╔══
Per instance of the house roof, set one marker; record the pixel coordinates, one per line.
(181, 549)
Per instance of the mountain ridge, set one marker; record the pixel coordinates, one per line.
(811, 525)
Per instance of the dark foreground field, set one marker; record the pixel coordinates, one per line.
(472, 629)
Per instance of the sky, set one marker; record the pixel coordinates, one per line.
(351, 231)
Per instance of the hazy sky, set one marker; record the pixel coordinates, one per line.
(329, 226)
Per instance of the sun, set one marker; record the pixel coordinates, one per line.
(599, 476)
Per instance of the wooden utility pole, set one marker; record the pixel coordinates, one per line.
╚══
╔══
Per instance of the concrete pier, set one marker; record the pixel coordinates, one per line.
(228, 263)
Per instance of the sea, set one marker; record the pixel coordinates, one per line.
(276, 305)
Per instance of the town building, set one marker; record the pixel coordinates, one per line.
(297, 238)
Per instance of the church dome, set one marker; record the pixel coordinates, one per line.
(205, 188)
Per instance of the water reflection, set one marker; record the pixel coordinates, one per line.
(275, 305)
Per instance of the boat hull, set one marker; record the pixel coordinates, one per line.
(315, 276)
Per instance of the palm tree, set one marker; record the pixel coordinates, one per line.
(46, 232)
╚══
▶ **Task description**
Restate word for word the entries above from the line with "Per instance of the house" through the line with "Per instance of the wooden", inclusive, leaving out everything else.

▶ **Solution to this exercise**
Per instance of the house roof, set one marker; record the pixel coordinates, one per line.
(181, 549)
Per instance of the mountain ridge, set one marker; record the pixel coordinates, one per line.
(811, 525)
Per instance of the dark foreground field, set one marker; record the pixel coordinates, one per line.
(472, 629)
Per instance of the sky, set one marker; record the pixel coordinates, one per line.
(351, 231)
Per instance of the hazy sky, set one marker; record the pixel coordinates, one per line.
(329, 226)
Per instance of the sun, set one marker; record the pixel coordinates, one per line.
(599, 476)
Per instance of the wooden utility pole, set one marker; record the pixel coordinates, one per line.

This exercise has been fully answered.